:: Problem ::
Copy the records below with "white petal" swapped for "pink petal". Change nothing else.

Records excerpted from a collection
···

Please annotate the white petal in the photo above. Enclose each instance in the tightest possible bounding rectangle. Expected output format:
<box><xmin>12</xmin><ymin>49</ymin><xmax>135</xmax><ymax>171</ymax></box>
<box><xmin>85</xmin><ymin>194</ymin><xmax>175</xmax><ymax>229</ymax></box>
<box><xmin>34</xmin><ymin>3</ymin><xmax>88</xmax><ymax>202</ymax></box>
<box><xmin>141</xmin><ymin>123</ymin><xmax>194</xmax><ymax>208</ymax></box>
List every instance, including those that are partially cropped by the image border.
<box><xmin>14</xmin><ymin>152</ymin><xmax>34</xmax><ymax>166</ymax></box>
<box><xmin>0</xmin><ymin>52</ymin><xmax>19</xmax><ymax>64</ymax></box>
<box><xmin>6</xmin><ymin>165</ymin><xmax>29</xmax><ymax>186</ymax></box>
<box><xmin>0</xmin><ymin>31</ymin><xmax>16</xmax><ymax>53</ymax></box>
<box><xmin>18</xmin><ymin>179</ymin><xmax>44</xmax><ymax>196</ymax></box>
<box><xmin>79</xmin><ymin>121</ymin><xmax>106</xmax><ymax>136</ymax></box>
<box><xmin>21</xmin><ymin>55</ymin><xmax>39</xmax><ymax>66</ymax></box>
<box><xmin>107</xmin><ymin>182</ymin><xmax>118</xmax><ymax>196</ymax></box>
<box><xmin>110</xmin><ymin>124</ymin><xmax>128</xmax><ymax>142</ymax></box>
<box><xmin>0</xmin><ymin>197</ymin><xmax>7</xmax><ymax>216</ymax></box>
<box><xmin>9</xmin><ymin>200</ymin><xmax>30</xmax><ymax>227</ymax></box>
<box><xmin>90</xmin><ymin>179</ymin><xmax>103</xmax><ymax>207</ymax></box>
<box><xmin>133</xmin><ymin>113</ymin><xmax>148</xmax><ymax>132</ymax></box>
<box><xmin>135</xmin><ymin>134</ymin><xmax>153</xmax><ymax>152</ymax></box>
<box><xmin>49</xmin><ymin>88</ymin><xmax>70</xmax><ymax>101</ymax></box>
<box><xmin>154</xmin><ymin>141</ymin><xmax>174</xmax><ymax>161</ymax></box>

···

:: Reply ::
Please annotate the pink petal in the photo above. Enclose each instance in the tightest possible bounding rectangle. Expected output format:
<box><xmin>12</xmin><ymin>49</ymin><xmax>135</xmax><ymax>171</ymax></box>
<box><xmin>85</xmin><ymin>194</ymin><xmax>175</xmax><ymax>229</ymax></box>
<box><xmin>34</xmin><ymin>3</ymin><xmax>88</xmax><ymax>202</ymax></box>
<box><xmin>141</xmin><ymin>123</ymin><xmax>194</xmax><ymax>208</ymax></box>
List every instance, including those that are partially cropped by the image border.
<box><xmin>14</xmin><ymin>152</ymin><xmax>34</xmax><ymax>166</ymax></box>
<box><xmin>0</xmin><ymin>52</ymin><xmax>19</xmax><ymax>64</ymax></box>
<box><xmin>6</xmin><ymin>165</ymin><xmax>29</xmax><ymax>186</ymax></box>
<box><xmin>0</xmin><ymin>31</ymin><xmax>16</xmax><ymax>53</ymax></box>
<box><xmin>18</xmin><ymin>179</ymin><xmax>44</xmax><ymax>196</ymax></box>
<box><xmin>79</xmin><ymin>121</ymin><xmax>106</xmax><ymax>136</ymax></box>
<box><xmin>21</xmin><ymin>55</ymin><xmax>39</xmax><ymax>66</ymax></box>
<box><xmin>107</xmin><ymin>182</ymin><xmax>118</xmax><ymax>196</ymax></box>
<box><xmin>110</xmin><ymin>124</ymin><xmax>128</xmax><ymax>142</ymax></box>
<box><xmin>0</xmin><ymin>197</ymin><xmax>7</xmax><ymax>216</ymax></box>
<box><xmin>9</xmin><ymin>200</ymin><xmax>30</xmax><ymax>227</ymax></box>
<box><xmin>90</xmin><ymin>179</ymin><xmax>103</xmax><ymax>207</ymax></box>
<box><xmin>133</xmin><ymin>113</ymin><xmax>148</xmax><ymax>132</ymax></box>
<box><xmin>135</xmin><ymin>134</ymin><xmax>153</xmax><ymax>152</ymax></box>
<box><xmin>49</xmin><ymin>88</ymin><xmax>70</xmax><ymax>101</ymax></box>
<box><xmin>154</xmin><ymin>141</ymin><xmax>174</xmax><ymax>161</ymax></box>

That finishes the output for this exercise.